Methods: A novel force transducer was implanted in the mitral annulus of 6 ovine subjects 8 weeks after an inferior left ventricle infarction that produced progressive, severe chronic ischemic mitral regurgitation. Septal-lateral and transverse forces were measured continuously for cardiac cycles reaching a peak left ventricular pressure of 90, 125, 150, 175, and 200 mm Hg. Cyclic forces and their rate of change during isovolumetric contraction were quantified and compared with those measured in healthy animals.
Results: Animals with chronic ischemic mitral regurgitation exhibited a mean mitral regurgitation grade of 2.3 ± 0.5. Ischemic mitral regurgitation was observed to decrease significantly septal-lateral forces at each level of left ventricular pressure (P <.01). Transverse forces were consistently lower in the ischemic mitral regurgitation group despite not reaching statistical significance. The rate of change of these forces during isovolumetric contraction was found to increase significantly with peak left ventricular pressure (P <.005), but did not differ significantly between animal groups.

> [GIVEN DATA]
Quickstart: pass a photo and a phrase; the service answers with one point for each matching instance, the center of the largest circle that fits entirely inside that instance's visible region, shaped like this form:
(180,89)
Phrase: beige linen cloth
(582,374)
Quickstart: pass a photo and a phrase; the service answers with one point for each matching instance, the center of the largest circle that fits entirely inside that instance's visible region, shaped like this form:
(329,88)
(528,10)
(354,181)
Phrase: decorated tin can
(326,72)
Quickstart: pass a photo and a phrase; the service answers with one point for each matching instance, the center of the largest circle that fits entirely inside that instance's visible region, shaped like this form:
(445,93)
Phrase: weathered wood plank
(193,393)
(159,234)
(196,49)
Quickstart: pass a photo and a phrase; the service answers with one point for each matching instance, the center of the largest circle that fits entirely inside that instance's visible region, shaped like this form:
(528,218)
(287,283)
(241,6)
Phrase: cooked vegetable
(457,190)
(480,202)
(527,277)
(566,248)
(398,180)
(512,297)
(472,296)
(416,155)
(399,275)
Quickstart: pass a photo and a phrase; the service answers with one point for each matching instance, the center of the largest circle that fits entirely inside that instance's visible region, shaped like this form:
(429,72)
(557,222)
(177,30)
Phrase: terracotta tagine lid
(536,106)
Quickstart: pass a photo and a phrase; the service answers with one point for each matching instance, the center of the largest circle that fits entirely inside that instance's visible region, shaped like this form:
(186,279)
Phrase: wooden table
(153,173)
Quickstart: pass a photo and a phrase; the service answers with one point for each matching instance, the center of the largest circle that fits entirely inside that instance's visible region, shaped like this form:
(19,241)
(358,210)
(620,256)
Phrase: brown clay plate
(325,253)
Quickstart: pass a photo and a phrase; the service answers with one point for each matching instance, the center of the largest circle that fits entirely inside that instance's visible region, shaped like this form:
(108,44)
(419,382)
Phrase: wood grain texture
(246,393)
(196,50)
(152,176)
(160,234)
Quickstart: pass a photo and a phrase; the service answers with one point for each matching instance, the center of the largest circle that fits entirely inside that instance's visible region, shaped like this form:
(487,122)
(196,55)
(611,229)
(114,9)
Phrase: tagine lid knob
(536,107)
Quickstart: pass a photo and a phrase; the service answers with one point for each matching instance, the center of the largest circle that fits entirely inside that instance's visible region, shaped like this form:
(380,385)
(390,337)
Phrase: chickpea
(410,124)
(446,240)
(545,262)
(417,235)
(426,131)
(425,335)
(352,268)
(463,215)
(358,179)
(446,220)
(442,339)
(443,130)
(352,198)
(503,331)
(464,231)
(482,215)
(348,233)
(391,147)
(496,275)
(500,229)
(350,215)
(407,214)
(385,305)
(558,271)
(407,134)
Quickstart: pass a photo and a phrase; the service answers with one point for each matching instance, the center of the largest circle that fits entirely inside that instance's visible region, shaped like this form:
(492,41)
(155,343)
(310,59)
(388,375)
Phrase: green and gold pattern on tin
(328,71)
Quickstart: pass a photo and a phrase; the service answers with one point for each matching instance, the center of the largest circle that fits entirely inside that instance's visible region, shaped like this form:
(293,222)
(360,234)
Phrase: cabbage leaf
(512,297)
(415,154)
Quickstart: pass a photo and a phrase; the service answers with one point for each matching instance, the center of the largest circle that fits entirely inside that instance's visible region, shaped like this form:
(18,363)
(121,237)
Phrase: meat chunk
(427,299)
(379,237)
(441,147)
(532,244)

> [TASK TO COMPLETE]
Write the next part of the text on mitral annulus forces in sheep, starting after its last sentence. You can do this without the records.

> [OUTPUT OF THE TASK]
Conclusions: Mitral annular forces were measured for the first time in a chronic ischemic mitral regurgitation animal model. Our findings demonstrated an inferior left ventricular infarct to decrease significantly cyclic septal-lateral forces while modestly lowering those in the transverse. The measurement of these forces and their variation with left ventricular pressure contributes significantly to the development of mitral annular ischemic mitral regurgitation devices.